- **Text shown**:
========

# Could you help Diabetes UK by taking part in some informal research?



## Northerner (Jan 25, 2019)

Every month hundreds of people call the Diabetes UK helpline.

We are carrying out some research into how people use our Helpline and would like to talk to a small number of people over the phone to hear more about why they called the helpline and what their experience was like.

If you have used the helpline to get in touch for information about diabetes, or for a chance to talk things through and explore emotional, social, psychological or practical difficulties and are happy to have a short telephone conversation then we would like to hear from you.

*How does this work?*

We will call you on the phone number you provide to ask about your experience with the Helpline. The phone call will be arranged via the email address you provide by a member of Diabetes UK staff. The time and date of the phone call, along with your name and the phone number you have provided will be passed on to an independent researcher, John Grain Associates, to conduct the interview. The calls will take place in February 2019 and we expect them to last a maximum of around 30 minutes in length.

John Grain Associates will carry out the research in line with all relevant data protection legislation. Your feedback will be treated as strictly confidential and will only be used internally for our own evaluation and will be anonymous. All personal data will be kept secure and deleted at the end of the project. It will not be passed on to any third parties or used in any way other than specified.

This report will be used to understand the experiences of people who call the Helpline in order to make any improvements. This will be an opportunity for you to tell us your experience in an informal, friendly and unbiased environment.

Although we do not expect to be able to interview everyone who expresses an interest, we would like to thank everyone in advance for choosing to help us in this way. We will notify you by email if you have not been selected this time.

*How to get involved*

To express an interest please email customerresearch@diabetes.org.uk with your name, e-mail address and telephone number.  We will then contact people to arrange a mutually convenient time to call.

_You can find out more about how we use your information at www.diabetes.org.uk/privacy.  You can change how you hear from us or ask us to stop communicating with you at any time:_

·        _Visit us at https://forms.diabetes.org.uk/im-in-charge_

·        _Email us at helpline@diabetes.org.uk_

·        _Phone us on 0345 123 2399_


----------



## Northerner (Jan 28, 2019)

<bump>


----------



## Northerner (Jan 31, 2019)

Another <bump> Please help if you can!


----------



## trophywench (Jan 31, 2019)

Well I would - but since I've never needed or wanted to ring the helpline I don't honestly see how I can!


----------



## SB2015 (Feb 6, 2019)

Perhaps this is the wrong audience for the survey. 
I suspect that once people have found this forum, which includes staff from DUK, there is nothing that I find I cannot ask on here, so do not need the helpline.


----------



## Ljc (Feb 6, 2019)

========

- **Required work**:
1. Answer these questions about the forum thread:
(a) Which independent researcher will conduct the interviews?
(b) In what month and year will the calls take place?
(c) To which email address should people write to express an interest?
2. Revise the stretch of the forum thread from "This report will" through "and unbiased environment.", replacing "report" with "study".
Rely only on the forum thread, without outside knowledge.

========

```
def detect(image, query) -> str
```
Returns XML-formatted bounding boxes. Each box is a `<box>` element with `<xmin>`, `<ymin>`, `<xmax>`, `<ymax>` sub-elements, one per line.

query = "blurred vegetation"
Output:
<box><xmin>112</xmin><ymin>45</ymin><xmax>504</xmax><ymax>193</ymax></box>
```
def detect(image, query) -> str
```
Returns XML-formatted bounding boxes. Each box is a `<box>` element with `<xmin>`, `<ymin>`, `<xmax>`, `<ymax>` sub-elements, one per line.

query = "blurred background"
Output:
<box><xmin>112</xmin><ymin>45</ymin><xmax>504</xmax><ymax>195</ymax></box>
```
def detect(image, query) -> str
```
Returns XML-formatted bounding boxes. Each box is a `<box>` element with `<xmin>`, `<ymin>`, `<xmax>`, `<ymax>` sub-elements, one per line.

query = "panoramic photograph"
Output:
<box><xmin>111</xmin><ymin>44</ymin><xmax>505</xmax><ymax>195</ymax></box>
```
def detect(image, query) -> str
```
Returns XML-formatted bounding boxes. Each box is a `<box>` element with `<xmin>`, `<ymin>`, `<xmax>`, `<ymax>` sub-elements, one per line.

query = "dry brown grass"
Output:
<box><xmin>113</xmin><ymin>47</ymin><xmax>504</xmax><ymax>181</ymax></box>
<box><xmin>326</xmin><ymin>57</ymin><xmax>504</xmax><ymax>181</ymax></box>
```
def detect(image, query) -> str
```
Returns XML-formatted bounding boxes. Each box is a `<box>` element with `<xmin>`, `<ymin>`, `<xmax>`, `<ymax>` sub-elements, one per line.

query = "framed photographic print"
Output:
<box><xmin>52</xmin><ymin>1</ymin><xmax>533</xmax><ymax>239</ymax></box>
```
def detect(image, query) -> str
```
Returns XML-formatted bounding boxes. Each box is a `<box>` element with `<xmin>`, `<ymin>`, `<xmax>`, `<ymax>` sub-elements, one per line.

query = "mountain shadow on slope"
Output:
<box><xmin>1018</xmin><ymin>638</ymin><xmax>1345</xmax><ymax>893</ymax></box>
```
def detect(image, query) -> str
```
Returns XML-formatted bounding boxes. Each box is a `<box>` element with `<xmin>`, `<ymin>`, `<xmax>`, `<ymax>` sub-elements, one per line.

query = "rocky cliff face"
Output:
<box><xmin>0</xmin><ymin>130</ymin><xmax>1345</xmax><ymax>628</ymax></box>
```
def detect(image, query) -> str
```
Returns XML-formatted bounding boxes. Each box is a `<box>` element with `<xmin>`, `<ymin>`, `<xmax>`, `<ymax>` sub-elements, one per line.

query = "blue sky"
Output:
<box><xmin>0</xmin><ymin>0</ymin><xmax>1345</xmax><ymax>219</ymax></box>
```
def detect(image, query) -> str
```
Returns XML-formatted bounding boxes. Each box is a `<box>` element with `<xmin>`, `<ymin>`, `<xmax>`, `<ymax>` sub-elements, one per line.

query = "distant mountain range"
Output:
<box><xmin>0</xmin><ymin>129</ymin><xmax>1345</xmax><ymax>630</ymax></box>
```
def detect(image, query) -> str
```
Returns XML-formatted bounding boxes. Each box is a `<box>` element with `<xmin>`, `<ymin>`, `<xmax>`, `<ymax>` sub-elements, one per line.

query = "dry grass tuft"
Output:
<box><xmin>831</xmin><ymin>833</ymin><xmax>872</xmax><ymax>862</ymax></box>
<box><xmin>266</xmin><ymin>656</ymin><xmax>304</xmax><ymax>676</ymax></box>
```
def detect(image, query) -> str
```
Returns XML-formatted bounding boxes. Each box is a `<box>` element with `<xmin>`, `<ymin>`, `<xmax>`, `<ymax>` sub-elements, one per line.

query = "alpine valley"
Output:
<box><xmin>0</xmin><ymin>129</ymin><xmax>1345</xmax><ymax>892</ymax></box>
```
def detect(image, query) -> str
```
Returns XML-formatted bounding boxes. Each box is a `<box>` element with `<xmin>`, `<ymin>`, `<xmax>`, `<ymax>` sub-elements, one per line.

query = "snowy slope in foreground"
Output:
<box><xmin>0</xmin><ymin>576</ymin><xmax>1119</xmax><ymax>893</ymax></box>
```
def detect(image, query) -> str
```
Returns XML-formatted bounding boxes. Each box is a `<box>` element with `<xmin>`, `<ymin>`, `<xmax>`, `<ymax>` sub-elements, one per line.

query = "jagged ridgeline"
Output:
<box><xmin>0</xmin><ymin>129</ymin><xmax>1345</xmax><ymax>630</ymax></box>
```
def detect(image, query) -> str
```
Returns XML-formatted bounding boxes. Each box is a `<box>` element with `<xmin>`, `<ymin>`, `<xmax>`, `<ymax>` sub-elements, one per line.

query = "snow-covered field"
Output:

========

- **Solutions below**:
1.
(a) John Grain Associates
(b) February 2019
(c) customerresearch@diabetes.org.uk

2.
This study will be used to understand the experiences of people who call the Helpline in order to make any improvements. This will be an opportunity for you to tell us your experience in an informal, friendly and unbiased environment.